(Records from a data collection)

========================================================================

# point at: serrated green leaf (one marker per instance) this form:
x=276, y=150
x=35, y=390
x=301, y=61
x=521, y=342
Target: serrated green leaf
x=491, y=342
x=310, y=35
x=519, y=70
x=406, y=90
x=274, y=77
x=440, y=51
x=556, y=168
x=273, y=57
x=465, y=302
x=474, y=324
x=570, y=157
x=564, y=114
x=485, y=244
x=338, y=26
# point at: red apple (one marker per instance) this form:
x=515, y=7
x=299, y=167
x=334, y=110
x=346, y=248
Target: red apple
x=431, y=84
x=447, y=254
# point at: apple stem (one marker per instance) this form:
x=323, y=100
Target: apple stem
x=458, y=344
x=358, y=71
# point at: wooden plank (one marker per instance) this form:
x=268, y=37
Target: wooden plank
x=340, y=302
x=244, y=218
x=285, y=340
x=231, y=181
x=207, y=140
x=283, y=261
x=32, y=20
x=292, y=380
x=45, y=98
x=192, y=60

========================================================================

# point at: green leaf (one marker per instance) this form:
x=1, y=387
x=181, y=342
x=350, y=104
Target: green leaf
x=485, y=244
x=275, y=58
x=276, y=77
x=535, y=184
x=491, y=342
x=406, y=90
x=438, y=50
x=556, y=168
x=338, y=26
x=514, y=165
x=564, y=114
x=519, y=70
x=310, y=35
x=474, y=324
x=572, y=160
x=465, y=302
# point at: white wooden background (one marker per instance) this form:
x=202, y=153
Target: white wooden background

========================================================================

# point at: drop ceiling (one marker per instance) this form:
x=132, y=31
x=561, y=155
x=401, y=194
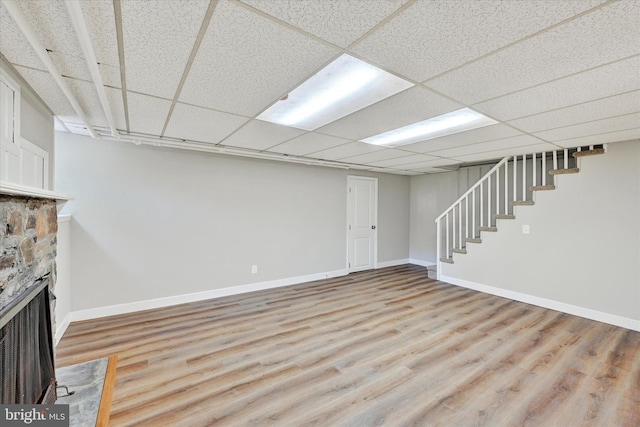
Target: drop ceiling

========================================================================

**What you will do:** From the data above, return exactly the lines from the one with "x=132, y=31" up to and including the one with "Target: drop ceiling". Pictures do not go in the copy.

**Finished task:**
x=132, y=31
x=561, y=155
x=401, y=194
Target: drop ceiling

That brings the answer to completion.